Go through the records, and copy each line in which the string "gray" is present.

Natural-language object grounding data
····················

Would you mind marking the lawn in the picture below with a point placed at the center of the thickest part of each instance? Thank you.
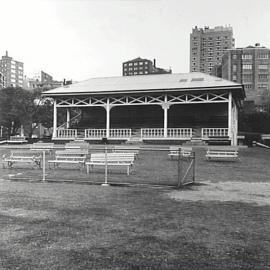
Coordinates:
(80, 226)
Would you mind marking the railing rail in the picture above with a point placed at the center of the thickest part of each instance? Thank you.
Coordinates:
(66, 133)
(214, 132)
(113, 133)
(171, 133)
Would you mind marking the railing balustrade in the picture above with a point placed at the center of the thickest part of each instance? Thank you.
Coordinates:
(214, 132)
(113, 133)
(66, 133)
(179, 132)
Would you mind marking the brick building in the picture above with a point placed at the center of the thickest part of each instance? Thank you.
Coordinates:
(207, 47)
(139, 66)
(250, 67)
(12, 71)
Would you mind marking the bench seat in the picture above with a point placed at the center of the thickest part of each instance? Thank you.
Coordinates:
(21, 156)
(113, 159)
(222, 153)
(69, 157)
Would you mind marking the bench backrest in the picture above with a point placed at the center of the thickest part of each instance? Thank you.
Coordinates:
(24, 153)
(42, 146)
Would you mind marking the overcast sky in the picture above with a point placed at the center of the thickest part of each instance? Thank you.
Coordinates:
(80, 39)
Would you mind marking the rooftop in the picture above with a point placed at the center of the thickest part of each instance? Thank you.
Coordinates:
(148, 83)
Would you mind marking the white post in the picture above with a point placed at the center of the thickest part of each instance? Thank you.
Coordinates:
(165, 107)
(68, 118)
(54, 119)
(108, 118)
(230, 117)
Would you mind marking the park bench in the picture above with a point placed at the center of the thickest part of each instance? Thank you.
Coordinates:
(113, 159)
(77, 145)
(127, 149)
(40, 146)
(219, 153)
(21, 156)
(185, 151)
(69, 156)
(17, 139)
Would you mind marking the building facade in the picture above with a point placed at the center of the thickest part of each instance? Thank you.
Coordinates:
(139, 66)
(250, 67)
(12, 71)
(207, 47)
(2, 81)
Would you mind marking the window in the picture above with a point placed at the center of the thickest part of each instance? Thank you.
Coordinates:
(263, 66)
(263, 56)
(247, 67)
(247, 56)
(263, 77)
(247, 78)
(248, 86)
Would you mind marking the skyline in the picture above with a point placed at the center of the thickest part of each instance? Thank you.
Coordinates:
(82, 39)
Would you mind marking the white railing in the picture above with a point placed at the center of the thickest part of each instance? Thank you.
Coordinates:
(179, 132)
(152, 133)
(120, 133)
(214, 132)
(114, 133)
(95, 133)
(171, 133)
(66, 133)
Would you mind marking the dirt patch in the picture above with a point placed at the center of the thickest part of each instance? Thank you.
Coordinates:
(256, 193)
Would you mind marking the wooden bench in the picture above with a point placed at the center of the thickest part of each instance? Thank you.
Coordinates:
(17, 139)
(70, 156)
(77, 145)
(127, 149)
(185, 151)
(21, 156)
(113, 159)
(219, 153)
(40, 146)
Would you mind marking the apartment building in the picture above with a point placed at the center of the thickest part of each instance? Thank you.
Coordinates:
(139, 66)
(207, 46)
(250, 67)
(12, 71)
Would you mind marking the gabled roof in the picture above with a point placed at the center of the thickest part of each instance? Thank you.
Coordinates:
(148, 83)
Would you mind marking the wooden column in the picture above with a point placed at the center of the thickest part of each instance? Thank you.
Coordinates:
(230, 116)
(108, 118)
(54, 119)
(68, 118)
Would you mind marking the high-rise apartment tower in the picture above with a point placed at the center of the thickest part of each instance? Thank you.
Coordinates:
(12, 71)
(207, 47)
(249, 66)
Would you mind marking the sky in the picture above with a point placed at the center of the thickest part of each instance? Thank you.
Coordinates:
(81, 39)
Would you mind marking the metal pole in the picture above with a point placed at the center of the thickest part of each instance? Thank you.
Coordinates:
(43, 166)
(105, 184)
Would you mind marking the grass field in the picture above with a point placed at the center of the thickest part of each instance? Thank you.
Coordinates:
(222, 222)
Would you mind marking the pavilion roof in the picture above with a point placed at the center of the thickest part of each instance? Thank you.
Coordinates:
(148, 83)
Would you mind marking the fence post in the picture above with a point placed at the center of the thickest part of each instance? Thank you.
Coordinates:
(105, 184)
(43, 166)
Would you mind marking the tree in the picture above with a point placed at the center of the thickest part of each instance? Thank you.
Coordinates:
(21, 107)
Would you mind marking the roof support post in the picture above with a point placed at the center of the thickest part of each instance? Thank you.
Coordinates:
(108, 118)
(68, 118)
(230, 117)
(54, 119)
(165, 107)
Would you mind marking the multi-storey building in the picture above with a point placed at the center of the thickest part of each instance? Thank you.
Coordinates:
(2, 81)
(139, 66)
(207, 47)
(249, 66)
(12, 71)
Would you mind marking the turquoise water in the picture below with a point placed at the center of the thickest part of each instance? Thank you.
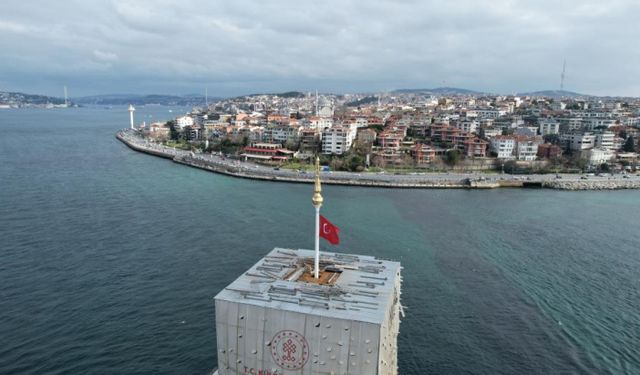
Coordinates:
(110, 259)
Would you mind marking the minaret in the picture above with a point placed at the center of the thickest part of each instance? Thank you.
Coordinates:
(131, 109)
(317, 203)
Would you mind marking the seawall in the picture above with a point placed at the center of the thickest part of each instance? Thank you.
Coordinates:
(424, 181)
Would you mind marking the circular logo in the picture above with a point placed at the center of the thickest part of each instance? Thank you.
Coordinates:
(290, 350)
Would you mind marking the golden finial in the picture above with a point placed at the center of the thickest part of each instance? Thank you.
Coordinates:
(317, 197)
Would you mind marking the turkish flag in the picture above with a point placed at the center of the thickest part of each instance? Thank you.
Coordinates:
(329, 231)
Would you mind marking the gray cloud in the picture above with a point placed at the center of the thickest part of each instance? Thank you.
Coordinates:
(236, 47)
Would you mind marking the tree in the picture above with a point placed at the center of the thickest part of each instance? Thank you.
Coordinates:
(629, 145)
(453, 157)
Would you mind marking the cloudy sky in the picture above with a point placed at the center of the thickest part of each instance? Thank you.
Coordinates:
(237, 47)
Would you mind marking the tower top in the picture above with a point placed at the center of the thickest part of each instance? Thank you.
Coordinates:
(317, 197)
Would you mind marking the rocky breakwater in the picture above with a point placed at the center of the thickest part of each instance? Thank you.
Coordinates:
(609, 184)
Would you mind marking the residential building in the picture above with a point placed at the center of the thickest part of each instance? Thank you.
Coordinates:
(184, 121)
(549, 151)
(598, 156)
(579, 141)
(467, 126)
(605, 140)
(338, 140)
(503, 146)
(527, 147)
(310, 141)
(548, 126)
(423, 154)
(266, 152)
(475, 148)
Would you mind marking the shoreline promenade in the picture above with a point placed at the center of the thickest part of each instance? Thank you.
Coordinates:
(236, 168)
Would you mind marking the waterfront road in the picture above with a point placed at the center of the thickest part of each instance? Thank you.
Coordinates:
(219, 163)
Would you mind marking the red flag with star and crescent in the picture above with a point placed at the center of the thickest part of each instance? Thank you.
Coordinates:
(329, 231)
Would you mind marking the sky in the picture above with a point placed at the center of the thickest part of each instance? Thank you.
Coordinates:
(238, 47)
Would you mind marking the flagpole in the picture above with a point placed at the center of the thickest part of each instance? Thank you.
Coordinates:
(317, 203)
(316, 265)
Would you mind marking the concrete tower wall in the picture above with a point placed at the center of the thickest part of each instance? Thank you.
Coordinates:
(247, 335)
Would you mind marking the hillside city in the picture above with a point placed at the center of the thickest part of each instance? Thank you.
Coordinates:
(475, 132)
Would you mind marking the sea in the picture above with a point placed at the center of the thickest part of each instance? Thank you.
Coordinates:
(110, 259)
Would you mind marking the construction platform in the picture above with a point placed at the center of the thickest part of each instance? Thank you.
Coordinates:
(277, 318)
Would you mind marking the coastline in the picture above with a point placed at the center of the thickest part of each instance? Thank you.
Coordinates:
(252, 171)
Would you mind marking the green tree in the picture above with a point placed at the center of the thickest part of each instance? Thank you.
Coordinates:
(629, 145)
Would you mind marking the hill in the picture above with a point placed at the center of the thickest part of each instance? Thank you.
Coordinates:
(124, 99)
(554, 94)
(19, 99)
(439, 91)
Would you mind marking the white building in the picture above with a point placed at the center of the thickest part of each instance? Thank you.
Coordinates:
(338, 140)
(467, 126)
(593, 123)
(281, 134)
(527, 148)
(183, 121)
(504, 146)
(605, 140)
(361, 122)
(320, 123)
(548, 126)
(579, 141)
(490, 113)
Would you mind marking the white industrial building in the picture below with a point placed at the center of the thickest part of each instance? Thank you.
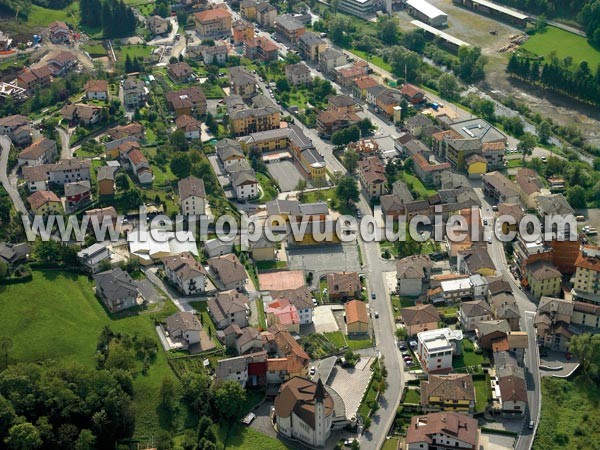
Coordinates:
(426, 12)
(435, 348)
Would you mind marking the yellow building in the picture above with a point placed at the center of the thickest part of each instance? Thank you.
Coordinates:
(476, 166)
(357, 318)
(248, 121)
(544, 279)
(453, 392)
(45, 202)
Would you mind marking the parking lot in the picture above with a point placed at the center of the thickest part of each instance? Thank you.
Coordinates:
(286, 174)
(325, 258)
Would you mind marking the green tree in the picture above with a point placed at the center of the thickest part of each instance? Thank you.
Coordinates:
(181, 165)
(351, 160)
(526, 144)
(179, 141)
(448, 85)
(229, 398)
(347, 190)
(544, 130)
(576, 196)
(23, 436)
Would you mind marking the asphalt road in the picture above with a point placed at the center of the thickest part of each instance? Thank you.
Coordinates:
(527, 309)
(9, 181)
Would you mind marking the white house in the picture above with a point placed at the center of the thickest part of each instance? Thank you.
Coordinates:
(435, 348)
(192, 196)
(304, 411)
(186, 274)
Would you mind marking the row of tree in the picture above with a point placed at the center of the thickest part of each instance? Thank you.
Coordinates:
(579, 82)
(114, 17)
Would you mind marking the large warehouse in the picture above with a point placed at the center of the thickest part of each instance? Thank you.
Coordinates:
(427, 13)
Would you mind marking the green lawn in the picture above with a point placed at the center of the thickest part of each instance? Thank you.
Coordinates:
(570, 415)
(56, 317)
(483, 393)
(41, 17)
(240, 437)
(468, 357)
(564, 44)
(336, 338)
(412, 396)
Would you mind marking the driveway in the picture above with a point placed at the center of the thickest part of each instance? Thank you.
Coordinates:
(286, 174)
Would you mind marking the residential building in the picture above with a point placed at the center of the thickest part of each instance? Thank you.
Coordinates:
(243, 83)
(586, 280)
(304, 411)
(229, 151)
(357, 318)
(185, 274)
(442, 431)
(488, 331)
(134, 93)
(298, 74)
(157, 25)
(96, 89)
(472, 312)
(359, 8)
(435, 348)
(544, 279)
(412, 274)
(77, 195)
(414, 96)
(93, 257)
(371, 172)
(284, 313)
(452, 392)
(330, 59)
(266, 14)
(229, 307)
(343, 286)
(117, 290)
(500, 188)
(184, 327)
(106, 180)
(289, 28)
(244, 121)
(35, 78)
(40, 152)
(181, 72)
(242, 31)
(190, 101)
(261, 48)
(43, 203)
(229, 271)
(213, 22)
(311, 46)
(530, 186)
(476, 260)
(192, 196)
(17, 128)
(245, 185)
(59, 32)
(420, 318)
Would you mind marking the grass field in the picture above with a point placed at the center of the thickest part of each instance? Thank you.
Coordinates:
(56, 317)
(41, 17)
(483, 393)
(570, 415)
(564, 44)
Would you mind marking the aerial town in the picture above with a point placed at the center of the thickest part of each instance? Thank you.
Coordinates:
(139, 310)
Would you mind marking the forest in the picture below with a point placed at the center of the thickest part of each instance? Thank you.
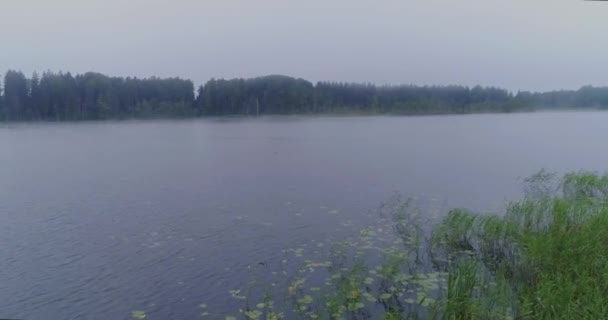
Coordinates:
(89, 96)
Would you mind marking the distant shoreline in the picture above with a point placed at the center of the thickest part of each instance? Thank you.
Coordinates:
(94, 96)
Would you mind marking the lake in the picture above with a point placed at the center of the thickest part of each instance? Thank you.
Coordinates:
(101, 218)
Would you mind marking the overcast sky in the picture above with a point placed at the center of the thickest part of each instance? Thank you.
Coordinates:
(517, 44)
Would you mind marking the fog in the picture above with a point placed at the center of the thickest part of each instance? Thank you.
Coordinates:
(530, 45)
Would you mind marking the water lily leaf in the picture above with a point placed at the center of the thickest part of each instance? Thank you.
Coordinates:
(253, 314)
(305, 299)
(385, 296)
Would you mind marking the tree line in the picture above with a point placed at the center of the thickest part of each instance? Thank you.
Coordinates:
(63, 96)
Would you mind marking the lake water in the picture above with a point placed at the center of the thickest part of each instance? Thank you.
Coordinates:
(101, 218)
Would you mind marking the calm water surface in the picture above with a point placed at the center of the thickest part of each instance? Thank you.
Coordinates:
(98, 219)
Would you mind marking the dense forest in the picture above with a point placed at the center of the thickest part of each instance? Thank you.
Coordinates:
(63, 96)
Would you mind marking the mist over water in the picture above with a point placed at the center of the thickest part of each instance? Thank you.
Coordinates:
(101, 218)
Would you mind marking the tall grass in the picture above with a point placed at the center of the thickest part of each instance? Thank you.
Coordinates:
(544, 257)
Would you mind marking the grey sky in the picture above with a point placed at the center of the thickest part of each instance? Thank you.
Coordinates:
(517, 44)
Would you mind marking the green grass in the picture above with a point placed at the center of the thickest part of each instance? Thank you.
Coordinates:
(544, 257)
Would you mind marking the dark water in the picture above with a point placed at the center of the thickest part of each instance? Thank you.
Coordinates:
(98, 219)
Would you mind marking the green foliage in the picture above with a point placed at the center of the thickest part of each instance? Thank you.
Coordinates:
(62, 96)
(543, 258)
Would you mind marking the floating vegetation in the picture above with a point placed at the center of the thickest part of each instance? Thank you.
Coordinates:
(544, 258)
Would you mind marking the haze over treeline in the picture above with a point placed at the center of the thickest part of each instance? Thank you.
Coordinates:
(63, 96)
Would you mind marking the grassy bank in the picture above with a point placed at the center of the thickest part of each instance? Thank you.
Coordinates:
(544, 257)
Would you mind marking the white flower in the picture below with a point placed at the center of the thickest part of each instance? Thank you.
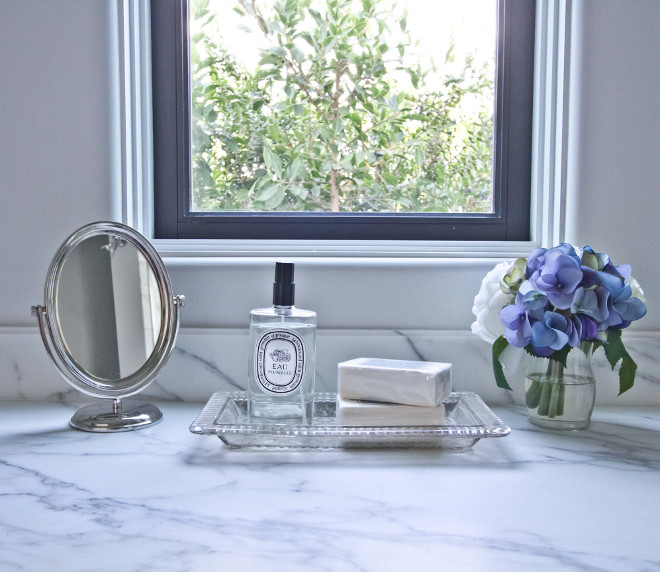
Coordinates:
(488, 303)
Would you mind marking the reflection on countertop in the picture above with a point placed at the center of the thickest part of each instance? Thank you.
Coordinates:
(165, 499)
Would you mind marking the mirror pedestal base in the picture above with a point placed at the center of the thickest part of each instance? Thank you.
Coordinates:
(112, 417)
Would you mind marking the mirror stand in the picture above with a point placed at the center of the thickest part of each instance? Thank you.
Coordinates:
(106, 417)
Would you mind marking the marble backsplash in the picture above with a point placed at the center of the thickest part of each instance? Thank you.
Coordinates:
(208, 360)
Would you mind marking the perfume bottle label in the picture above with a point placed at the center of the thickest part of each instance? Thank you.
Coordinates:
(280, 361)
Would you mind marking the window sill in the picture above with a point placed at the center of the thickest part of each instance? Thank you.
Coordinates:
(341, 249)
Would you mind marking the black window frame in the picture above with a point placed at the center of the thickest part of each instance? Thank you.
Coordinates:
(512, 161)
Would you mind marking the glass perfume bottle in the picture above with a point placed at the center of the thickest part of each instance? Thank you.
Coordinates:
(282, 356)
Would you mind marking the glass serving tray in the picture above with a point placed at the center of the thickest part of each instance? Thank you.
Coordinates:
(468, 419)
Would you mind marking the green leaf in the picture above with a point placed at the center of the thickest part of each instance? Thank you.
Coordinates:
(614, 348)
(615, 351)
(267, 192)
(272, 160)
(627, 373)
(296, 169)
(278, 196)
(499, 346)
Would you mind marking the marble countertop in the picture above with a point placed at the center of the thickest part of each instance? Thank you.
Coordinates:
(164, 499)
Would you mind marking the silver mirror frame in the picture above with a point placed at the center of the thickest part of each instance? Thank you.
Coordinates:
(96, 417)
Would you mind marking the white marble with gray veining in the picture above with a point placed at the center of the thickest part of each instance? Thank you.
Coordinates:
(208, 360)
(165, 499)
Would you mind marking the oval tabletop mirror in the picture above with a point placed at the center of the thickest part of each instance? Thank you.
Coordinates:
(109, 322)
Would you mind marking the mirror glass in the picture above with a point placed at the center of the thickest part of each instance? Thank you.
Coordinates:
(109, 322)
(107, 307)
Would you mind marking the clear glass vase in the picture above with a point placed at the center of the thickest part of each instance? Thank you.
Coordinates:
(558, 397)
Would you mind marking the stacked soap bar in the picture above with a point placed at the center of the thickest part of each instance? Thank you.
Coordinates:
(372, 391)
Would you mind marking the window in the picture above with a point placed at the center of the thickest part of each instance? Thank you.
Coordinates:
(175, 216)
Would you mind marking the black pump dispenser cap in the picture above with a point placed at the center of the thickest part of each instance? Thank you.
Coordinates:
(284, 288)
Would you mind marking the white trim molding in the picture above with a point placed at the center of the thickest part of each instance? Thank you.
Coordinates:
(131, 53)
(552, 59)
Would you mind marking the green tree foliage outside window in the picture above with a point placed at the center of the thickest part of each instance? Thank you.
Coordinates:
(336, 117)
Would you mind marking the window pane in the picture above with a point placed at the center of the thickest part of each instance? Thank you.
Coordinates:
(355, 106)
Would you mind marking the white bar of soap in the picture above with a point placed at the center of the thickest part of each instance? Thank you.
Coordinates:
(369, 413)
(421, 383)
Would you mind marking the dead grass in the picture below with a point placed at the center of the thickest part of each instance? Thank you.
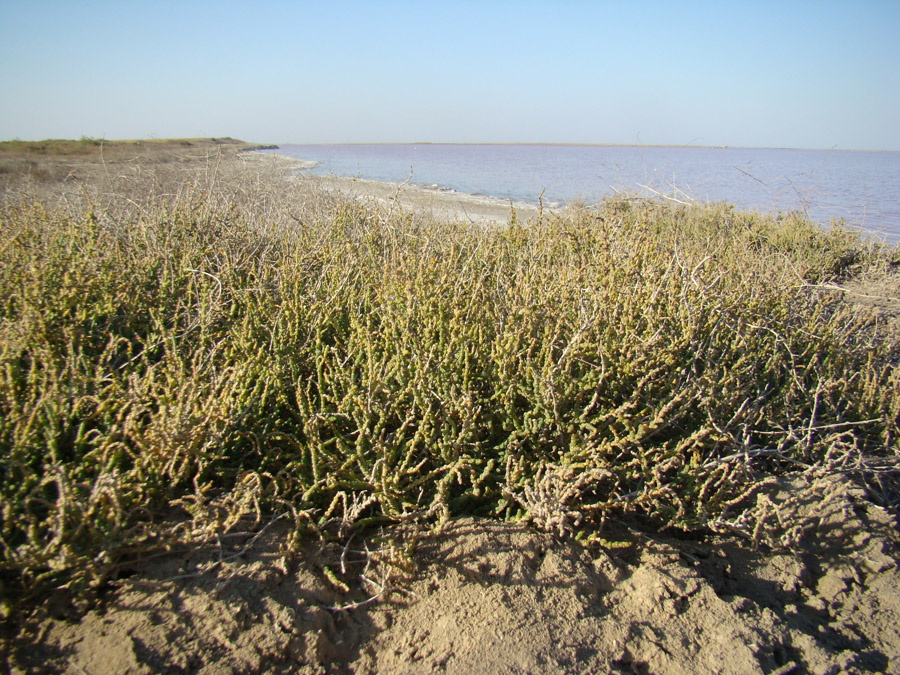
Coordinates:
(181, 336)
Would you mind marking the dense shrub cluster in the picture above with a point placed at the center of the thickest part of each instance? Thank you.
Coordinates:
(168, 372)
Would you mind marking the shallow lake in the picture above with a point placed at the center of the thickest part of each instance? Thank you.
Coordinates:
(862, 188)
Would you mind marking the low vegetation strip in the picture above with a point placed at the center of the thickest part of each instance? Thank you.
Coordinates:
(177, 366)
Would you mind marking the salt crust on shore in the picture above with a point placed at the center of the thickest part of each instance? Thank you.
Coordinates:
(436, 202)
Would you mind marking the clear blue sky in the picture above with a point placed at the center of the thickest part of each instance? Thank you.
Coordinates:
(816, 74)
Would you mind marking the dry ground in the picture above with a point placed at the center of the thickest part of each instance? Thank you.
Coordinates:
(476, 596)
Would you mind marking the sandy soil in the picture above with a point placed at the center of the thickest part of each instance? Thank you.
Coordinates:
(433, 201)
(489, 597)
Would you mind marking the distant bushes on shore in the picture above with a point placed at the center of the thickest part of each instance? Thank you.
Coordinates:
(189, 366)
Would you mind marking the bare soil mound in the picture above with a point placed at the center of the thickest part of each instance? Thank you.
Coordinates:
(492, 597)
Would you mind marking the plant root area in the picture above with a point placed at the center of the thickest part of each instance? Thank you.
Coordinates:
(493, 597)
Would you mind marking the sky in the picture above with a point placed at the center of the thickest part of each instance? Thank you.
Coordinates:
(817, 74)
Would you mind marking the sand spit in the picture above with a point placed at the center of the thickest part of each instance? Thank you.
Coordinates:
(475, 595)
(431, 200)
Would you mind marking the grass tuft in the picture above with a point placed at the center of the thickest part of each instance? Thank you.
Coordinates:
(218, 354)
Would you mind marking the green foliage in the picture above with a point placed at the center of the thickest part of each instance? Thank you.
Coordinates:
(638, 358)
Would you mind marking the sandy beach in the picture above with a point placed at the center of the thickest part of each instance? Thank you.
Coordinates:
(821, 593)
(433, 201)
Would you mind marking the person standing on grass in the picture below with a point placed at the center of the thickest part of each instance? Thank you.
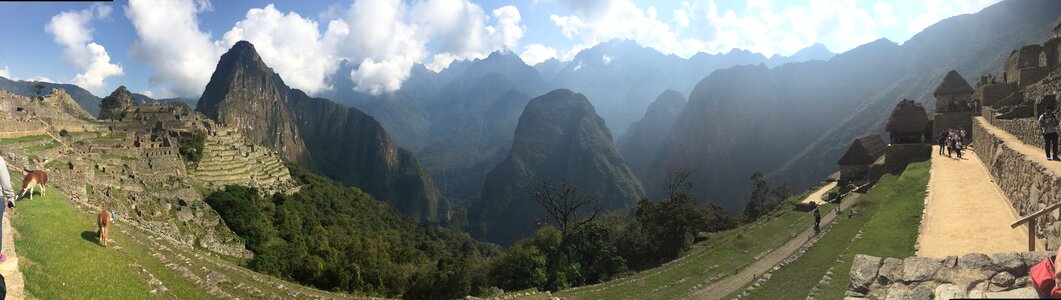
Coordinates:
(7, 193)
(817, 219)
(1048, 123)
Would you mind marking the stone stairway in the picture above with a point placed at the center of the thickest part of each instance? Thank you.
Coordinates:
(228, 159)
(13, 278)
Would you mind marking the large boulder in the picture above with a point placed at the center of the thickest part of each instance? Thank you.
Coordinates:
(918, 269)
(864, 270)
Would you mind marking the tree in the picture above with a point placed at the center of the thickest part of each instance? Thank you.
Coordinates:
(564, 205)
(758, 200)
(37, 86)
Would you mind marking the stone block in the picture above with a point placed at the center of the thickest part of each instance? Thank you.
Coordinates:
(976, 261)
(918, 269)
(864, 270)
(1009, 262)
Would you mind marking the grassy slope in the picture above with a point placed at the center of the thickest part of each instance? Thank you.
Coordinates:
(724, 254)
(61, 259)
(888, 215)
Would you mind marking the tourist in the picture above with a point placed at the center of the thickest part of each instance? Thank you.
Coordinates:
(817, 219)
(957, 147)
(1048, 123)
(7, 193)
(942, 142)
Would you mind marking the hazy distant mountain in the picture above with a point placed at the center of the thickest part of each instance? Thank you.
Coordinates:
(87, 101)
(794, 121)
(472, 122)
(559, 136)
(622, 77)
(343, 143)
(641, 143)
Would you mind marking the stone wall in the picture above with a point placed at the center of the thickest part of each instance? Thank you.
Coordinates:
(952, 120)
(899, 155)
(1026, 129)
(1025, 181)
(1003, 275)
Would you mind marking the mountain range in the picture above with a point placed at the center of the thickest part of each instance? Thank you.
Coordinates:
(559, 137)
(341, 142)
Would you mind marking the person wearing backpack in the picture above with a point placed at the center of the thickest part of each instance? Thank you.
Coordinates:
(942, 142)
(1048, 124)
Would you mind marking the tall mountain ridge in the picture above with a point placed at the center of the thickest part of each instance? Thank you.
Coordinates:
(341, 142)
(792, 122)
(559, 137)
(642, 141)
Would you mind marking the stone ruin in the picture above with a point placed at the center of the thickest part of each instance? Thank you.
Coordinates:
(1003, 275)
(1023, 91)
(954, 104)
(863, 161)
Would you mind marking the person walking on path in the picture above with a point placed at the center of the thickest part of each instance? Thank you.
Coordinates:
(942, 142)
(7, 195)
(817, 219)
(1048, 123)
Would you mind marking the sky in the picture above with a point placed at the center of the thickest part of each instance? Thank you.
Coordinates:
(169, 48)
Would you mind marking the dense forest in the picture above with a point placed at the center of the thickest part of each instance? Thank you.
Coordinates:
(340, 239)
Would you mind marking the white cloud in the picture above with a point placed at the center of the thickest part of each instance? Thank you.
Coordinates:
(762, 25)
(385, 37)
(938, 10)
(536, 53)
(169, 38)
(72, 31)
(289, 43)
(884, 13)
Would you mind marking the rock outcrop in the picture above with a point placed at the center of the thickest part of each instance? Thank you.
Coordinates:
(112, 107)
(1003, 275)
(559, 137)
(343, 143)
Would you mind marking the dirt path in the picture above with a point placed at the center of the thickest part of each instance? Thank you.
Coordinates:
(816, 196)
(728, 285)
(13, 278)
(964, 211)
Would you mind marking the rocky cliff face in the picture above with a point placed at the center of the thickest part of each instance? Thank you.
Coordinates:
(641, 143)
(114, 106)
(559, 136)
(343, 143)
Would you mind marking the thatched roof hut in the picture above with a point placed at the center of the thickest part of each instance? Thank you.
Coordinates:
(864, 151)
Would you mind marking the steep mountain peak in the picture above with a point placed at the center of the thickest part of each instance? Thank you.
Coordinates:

····················

**RESPONSE TO THE TASK**
Would you mind marking the gray cloud in the picture above with a point placed at the center of the thickest part of each instance? Thank you.
Would you mind marking the white marble with gray veining in the picture above with a point placed at the center of the thickest part of each instance? Thank you.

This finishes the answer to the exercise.